─── Excerpt ───
Monday, March 7, 2011

I'm not Coming Home...yet!

I sat down on the green grass and placed my tote bag in front of me. The sun was coming up over the Golden Gate bridge and I hadn’t slept in god knows how long, but I didn’t care. I had just driven over 24 hours, making the occasional touristic stops along the way, but I had finally made it to San Francisco. It was early, but there was so much traffic on the bridge that you would think it was noon hour. I knew I should feel guilty for what I was doing, and that I should be freaking out inside for doing something so impulsive, but I was calm. Maybe it was the lack of sleep that was delaying my reaction, or perhaps it was the mesmerizing beauty of the sun trying to make its way through the fog, but for the first time in a long time I felt that I was exactly where I needed to be.


“Hello?” I said into my cell phone.

“Where in the hell are you? Was your flight delayed?” I heard Dawn’s voice through the phone. Shit. Why did I answer?

I knew I would eventually have to face reality and tell the truth, but I still hadn’t quite figured out my story yet. Got on the wrong flight? No that’s dumb. Was kidnapped and set free, unharmed, in a park by the Golden Gate Bridge? I imagined how the conversation would go.  A gasp on Dawn’s part followed by a “poor you, are you okay?” I would then proceed to tell her how utterly horrible it was, being trapped in a car, forced to look at the shiny Pacific Ocean out of my window. No, that won’t work – I would obviously be blind folded, I thought as I crossed off that idea. Offered a huge movie role and I am making my way to L.A. to start filming in a few days? I’m starring alongside the super adorable Adam Brody. Oh my gosh, I’m going to be a huge star! My smile faded as I realized I wasn’t actually offered a role in a movie. Drat! That would have been awesome.
─── Supplied material ───
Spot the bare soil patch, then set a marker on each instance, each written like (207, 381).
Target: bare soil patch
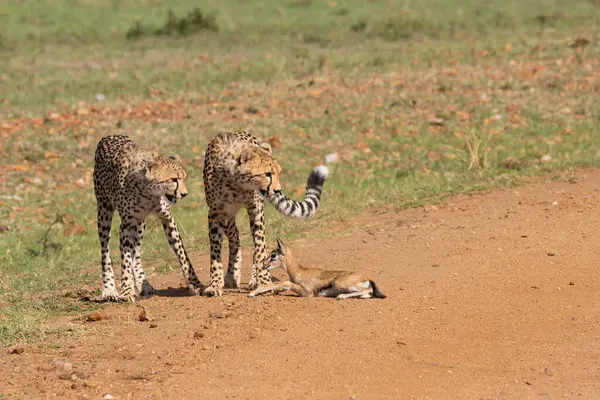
(489, 296)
───
● **Tasks to carry out**
• A. From the post, extract the passage starting at "Monday, March 7, 2011" and ending at "needed to be.".
• B. Answer these questions using the post:
(i) How many hours had the writer driven to reach San Francisco?
(ii) Whose voice came through the phone?
(iii) Which actor does the writer imagine starring alongside in a movie?
• C. Summarize the post in two sentences.
The data has no connection to the post.

● **Solved problems**
• A.
Monday, March 7, 2011

I'm not Coming Home...yet!

I sat down on the green grass and placed my tote bag in front of me. The sun was coming up over the Golden Gate bridge and I hadn’t slept in god knows how long, but I didn’t care. I had just driven over 24 hours, making the occasional touristic stops along the way, but I had finally made it to San Francisco. It was early, but there was so much traffic on the bridge that you would think it was noon hour. I knew I should feel guilty for what I was doing, and that I should be freaking out inside for doing something so impulsive, but I was calm. Maybe it was the lack of sleep that was delaying my reaction, or perhaps it was the mesmerizing beauty of the sun trying to make its way through the fog, but for the first time in a long time I felt that I was exactly where I needed to be.

• B.
(i) Over 24 hours.
(ii) Dawn's.
(iii) Adam Brody.

• C. After driving over 24 hours, the writer sits on the grass near the Golden Gate Bridge in San Francisco at sunrise and feels calm despite the impulsive trip. When Dawn calls asking whether the flight was delayed, the writer imagines cover stories, such as being kidnapped or being offered a movie role alongside Adam Brody, but still hasn't figured one out.